Recorded data:
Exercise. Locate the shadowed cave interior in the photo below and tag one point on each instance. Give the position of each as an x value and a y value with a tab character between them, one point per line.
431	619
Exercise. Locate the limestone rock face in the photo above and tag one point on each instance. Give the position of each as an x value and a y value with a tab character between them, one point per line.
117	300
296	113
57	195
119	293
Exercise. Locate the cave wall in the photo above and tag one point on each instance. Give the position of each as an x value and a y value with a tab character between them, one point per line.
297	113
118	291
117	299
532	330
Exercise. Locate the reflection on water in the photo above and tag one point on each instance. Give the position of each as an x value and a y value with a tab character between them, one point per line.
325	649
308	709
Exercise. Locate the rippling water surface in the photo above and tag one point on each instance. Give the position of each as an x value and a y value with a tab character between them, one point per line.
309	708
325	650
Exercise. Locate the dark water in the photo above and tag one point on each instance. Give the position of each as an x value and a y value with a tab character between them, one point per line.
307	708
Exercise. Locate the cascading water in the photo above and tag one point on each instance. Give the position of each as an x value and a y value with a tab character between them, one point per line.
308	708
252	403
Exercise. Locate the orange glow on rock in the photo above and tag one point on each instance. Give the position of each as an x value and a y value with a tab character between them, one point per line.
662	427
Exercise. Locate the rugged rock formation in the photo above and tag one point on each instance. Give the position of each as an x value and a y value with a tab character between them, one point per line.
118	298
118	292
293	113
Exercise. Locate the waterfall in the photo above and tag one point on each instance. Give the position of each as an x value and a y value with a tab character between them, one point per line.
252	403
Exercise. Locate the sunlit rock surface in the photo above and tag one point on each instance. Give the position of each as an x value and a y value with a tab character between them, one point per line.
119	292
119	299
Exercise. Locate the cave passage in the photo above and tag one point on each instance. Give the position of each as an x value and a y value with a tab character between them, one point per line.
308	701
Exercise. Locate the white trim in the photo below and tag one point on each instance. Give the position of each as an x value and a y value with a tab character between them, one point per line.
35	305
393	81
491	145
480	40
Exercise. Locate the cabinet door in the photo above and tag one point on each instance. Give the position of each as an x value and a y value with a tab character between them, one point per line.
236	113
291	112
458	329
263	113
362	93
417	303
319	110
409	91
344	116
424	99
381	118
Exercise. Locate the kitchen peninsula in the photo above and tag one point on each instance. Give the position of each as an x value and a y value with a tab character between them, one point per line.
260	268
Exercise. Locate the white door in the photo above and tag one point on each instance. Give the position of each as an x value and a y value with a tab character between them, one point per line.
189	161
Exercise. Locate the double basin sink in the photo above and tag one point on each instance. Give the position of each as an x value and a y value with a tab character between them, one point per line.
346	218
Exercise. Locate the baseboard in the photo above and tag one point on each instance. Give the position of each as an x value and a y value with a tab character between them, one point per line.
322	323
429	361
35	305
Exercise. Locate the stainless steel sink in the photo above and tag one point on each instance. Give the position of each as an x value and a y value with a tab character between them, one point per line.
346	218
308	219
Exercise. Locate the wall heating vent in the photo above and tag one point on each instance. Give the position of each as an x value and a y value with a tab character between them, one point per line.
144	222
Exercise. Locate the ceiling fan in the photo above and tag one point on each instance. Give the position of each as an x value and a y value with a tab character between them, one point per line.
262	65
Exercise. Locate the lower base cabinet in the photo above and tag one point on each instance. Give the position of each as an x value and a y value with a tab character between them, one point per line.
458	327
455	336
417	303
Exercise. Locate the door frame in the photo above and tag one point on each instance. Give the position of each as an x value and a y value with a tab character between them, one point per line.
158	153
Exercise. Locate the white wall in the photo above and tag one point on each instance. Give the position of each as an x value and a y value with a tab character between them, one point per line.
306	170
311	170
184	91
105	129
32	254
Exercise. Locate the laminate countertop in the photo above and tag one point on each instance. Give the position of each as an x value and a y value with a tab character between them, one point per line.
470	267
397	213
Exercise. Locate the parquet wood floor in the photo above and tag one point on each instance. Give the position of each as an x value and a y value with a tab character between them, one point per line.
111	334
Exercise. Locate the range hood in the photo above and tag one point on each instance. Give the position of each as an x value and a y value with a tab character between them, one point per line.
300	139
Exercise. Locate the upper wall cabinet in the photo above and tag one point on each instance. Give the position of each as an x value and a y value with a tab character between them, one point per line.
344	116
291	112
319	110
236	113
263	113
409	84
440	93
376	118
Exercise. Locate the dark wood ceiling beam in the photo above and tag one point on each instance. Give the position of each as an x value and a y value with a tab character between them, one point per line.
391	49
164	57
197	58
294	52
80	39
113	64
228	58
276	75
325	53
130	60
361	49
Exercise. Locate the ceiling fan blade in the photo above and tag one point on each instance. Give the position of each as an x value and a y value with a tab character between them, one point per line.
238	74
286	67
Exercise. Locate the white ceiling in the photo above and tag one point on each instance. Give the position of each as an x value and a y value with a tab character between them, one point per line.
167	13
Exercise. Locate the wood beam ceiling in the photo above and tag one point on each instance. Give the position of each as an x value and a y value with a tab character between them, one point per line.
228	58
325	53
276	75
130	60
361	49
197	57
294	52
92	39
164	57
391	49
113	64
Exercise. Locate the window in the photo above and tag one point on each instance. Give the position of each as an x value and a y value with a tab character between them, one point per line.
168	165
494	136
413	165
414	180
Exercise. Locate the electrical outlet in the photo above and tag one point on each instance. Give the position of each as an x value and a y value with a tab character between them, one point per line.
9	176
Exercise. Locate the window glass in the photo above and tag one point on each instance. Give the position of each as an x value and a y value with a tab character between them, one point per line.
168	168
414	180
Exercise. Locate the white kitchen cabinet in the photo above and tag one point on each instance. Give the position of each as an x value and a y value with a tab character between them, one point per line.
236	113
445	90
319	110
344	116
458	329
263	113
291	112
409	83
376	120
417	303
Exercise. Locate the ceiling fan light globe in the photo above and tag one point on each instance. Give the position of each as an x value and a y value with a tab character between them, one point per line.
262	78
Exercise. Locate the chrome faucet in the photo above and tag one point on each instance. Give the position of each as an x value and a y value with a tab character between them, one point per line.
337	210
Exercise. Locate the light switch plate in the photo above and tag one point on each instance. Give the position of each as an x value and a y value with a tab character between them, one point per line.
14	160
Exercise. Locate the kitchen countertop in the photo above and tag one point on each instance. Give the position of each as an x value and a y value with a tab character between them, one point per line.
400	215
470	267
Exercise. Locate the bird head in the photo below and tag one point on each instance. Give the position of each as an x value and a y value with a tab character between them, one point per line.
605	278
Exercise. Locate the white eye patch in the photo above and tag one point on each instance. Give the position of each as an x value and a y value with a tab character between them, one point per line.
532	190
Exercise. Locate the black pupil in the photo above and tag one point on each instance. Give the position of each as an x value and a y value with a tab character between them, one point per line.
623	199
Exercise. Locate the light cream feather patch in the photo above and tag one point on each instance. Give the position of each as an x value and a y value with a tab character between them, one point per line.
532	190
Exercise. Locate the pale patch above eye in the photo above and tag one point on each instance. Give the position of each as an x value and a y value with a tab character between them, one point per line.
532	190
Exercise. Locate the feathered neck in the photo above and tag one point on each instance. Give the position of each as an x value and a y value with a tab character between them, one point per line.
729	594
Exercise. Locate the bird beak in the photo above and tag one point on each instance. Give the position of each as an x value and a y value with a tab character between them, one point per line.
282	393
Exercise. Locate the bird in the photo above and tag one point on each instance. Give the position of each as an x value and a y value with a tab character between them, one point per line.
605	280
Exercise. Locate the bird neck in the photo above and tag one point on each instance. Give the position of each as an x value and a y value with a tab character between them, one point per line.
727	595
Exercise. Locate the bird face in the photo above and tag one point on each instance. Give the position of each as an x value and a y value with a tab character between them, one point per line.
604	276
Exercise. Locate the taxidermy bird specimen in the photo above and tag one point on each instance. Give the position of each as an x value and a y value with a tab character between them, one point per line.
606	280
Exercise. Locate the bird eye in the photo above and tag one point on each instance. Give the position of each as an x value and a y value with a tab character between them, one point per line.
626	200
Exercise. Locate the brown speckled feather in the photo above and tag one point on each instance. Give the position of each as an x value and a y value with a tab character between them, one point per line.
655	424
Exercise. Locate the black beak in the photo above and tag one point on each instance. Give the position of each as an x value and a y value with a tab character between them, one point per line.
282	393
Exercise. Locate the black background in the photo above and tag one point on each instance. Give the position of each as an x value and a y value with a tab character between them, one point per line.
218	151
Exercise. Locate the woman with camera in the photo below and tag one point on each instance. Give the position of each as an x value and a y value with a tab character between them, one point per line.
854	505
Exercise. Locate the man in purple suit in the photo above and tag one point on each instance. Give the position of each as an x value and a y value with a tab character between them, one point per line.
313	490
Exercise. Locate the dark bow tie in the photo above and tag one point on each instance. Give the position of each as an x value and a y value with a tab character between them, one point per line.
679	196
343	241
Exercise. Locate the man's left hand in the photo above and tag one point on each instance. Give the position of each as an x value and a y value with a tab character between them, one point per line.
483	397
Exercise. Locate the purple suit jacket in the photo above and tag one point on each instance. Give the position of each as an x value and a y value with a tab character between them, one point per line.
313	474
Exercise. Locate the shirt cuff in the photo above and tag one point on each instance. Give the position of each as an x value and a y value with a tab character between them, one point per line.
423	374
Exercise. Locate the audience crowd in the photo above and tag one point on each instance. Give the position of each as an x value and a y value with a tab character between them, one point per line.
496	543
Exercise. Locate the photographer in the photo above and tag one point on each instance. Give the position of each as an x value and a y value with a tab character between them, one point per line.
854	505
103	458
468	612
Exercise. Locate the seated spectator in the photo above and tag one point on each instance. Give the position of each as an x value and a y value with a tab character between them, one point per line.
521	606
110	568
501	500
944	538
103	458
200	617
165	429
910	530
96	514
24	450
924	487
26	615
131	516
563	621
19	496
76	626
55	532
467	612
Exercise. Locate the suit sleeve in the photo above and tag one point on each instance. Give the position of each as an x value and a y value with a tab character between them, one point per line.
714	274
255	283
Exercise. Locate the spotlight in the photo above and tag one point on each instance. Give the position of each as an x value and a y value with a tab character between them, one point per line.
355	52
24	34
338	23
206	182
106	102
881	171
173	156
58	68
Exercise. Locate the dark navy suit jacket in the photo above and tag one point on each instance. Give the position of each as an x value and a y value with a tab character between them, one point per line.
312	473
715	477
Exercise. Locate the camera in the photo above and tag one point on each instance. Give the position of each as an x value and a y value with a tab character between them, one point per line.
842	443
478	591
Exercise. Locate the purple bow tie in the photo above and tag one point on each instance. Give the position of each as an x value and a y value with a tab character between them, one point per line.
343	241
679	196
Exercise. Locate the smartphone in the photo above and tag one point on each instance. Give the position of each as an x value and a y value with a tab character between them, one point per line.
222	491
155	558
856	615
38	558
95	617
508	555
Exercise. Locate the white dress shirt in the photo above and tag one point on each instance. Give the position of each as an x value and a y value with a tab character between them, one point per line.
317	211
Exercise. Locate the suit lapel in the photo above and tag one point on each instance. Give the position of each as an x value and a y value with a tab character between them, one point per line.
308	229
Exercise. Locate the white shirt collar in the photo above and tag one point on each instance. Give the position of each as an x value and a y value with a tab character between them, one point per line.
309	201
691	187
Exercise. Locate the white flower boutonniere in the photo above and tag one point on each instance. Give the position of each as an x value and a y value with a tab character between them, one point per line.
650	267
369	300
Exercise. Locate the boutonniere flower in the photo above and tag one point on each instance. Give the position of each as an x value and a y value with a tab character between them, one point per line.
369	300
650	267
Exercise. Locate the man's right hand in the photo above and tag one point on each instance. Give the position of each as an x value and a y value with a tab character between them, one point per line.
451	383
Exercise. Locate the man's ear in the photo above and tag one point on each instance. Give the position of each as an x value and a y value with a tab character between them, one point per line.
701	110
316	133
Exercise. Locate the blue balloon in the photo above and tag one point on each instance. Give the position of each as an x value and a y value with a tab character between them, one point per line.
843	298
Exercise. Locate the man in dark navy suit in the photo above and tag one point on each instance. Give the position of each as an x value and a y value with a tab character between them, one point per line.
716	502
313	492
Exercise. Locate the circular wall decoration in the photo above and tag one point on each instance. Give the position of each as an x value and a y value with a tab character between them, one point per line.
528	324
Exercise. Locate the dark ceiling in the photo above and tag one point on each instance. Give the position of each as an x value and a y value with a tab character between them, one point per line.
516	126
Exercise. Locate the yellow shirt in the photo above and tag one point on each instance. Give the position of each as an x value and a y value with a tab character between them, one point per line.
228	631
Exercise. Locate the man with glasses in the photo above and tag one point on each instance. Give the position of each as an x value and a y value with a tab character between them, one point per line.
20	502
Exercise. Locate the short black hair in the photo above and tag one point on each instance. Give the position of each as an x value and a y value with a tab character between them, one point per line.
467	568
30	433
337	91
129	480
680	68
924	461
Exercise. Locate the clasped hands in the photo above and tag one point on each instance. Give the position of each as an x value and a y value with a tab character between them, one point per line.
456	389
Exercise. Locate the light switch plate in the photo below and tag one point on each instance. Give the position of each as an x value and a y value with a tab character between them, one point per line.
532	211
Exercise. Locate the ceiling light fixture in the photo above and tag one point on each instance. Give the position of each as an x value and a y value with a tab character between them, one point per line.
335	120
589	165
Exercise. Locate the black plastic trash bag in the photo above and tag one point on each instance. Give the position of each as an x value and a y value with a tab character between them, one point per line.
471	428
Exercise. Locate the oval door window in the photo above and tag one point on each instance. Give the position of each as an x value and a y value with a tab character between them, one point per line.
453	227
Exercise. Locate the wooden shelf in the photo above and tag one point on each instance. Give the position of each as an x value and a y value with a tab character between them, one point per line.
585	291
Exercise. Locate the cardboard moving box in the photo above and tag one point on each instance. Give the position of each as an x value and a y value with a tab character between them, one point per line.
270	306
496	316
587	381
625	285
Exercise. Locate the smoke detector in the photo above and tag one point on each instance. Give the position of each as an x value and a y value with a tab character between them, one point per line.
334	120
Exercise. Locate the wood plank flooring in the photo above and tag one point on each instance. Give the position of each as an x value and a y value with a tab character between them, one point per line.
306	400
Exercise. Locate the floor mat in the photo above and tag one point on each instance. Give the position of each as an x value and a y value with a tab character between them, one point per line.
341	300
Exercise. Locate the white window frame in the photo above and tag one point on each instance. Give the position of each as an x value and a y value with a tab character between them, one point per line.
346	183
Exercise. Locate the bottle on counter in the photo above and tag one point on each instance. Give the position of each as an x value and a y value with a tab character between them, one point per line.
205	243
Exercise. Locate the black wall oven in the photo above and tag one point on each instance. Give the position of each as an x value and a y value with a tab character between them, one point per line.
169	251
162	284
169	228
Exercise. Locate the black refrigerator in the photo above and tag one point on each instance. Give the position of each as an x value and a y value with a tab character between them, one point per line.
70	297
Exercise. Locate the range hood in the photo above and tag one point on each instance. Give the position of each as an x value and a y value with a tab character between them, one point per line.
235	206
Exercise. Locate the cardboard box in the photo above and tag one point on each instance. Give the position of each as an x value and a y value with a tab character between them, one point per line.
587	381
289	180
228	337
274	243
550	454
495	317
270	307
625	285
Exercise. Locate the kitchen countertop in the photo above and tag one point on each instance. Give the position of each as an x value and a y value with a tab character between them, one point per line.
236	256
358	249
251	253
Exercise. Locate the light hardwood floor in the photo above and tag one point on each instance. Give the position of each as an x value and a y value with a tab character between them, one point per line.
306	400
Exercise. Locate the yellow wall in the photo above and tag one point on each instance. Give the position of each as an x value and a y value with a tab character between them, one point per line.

What you have to do: Write out the lines above from the one containing "Exercise. Locate the black refrigerator" through the last, exactly as they are.

Solved exercise:
Exercise. Locate the black refrigerator in the photo above and tag one point on each instance. Give the position of each as an x value and a y value with a tab character between them, one point per line.
70	297
Exercise. Locate the range hood in the photo above and tag one point on each instance. Give the position of each as an x value and a y value with a tab character between them, one point per line.
235	206
Exercise. Locate the cardboard box in the photo above and tag one point on each instance. Give the position of each as an x value and a y value with a tab character between them, one point per line.
587	381
289	180
228	337
274	243
550	454
495	317
270	307
625	285
Exercise. Locate the kitchen countertop in the photo above and tag one point on each instance. Give the position of each as an x value and a y value with a tab character between them, one point per line.
236	256
358	249
251	253
Exercise. Locate the light hardwood floor in the photo above and tag one point on each instance. Give the position of each as an x value and a y value with a tab character between them, one point per line.
306	400
Exercise. Locate the yellow wall in the photo above and tag one point on each instance. Give the position of each as an x value and a y value with a tab character between them, one point per line.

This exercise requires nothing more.